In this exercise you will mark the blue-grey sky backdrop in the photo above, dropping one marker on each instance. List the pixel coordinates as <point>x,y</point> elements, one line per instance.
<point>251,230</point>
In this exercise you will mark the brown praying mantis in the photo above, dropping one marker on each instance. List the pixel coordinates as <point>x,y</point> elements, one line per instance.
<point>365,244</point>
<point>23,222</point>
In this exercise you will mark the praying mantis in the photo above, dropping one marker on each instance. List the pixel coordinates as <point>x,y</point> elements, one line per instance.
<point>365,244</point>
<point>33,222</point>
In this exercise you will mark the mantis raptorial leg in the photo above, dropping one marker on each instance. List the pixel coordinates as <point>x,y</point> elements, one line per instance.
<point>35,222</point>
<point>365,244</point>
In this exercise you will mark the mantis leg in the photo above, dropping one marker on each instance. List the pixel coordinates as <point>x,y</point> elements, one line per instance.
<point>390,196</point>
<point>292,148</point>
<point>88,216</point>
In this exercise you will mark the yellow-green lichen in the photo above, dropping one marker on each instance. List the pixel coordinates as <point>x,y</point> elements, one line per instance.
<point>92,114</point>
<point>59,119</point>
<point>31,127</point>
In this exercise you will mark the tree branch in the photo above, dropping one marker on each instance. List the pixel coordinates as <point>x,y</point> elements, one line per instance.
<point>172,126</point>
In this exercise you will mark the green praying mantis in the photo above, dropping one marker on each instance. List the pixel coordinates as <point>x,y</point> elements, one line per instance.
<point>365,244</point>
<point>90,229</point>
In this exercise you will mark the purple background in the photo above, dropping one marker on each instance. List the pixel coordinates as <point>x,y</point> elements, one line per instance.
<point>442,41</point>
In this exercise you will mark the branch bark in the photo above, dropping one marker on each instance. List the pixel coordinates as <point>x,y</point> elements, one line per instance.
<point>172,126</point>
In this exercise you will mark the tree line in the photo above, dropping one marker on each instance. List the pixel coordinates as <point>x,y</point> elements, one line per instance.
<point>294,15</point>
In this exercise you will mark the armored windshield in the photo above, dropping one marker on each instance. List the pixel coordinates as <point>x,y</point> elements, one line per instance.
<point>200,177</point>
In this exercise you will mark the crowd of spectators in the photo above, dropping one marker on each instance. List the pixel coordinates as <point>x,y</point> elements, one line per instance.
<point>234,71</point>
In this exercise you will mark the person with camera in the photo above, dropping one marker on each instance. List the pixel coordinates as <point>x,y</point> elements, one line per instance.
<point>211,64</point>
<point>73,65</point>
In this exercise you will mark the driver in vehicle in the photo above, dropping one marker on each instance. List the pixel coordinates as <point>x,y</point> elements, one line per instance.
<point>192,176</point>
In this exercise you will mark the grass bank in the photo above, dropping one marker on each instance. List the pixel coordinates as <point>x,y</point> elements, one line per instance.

=-=-=-=-=

◆ The request ◆
Please rewrite all of the material above, swapping "marker" for "pin" everywhere and leaving everything else unchanged.

◆ Task answer ◆
In this exercise you will mark the blue-grey sky backdrop in the photo above, dropping one pin on each instance. List the pixel coordinates as <point>x,y</point> elements, one line per instance.
<point>251,230</point>
In this exercise you will mark the brown praying mantis in the photo above, dropping one pin on each instance. List the pixel coordinates as <point>x,y</point> elements, one line per instance.
<point>365,244</point>
<point>23,222</point>
In this exercise you will mark the praying mantis in the photo above, dropping one pin on each instance. List the pixel coordinates as <point>x,y</point> elements, one line per instance.
<point>365,244</point>
<point>33,222</point>
In this exercise you will mark the mantis raptorial leg in the photo above, dropping one pin on each instance. List the pixel coordinates as <point>x,y</point> elements, one line per instance.
<point>35,222</point>
<point>365,244</point>
In this exercise you will mark the mantis leg in the photo above, dropping one pin on each instance. List the pixel coordinates as <point>x,y</point> elements, one line per instance.
<point>390,196</point>
<point>292,148</point>
<point>88,216</point>
In this exercise you will mark the yellow-green lichen in the photo above, dropping one pin on each instance. List the pixel coordinates as <point>x,y</point> elements, one line per instance.
<point>92,114</point>
<point>59,119</point>
<point>31,127</point>
In this exercise you will mark the tree branch in the photo above, dropping one pin on each instance. List the pixel coordinates as <point>x,y</point> elements, one line per instance.
<point>172,126</point>
In this exercise you will mark the green praying mantis in the photo above, dropping one pin on each instance. List the pixel coordinates as <point>x,y</point> elements, one line per instance.
<point>365,244</point>
<point>90,229</point>
In this exercise you will mark the purple background in the photo above, dropping one pin on each instance. List the pixel coordinates as <point>x,y</point> elements, one line per instance.
<point>442,41</point>
In this exercise you will mark the branch bark in the photo above, dropping one pin on each instance. List the pixel coordinates as <point>x,y</point> elements, one line per instance.
<point>172,126</point>
In this exercise you will mark the tree line in the photo above, dropping one pin on each instance. List the pixel coordinates as <point>x,y</point> elements, one line per instance.
<point>294,15</point>
In this exercise you will mark the armored windshield in the photo above, dropping one pin on each instance. List the pixel coordinates as <point>x,y</point> elements, one line per instance.
<point>200,177</point>
In this exercise you will mark the crowd of spectators in the photo above, dropping one pin on each instance. List the pixel coordinates as <point>x,y</point> elements, one line per instance.
<point>234,71</point>
In this exercise you will mark the person with camera in the photo above, dropping one pin on each instance. List the pixel coordinates as <point>x,y</point> elements, one line per instance.
<point>211,64</point>
<point>73,65</point>
In this exercise you will mark the driver in vehicle in the photo above, dropping one pin on each instance. List the pixel coordinates as <point>x,y</point> elements, one line per instance.
<point>192,176</point>
In this exercise you will mark the grass bank in the photo above, dropping one pin on each instance. List the pixel coordinates as <point>x,y</point> elements, one line per instance.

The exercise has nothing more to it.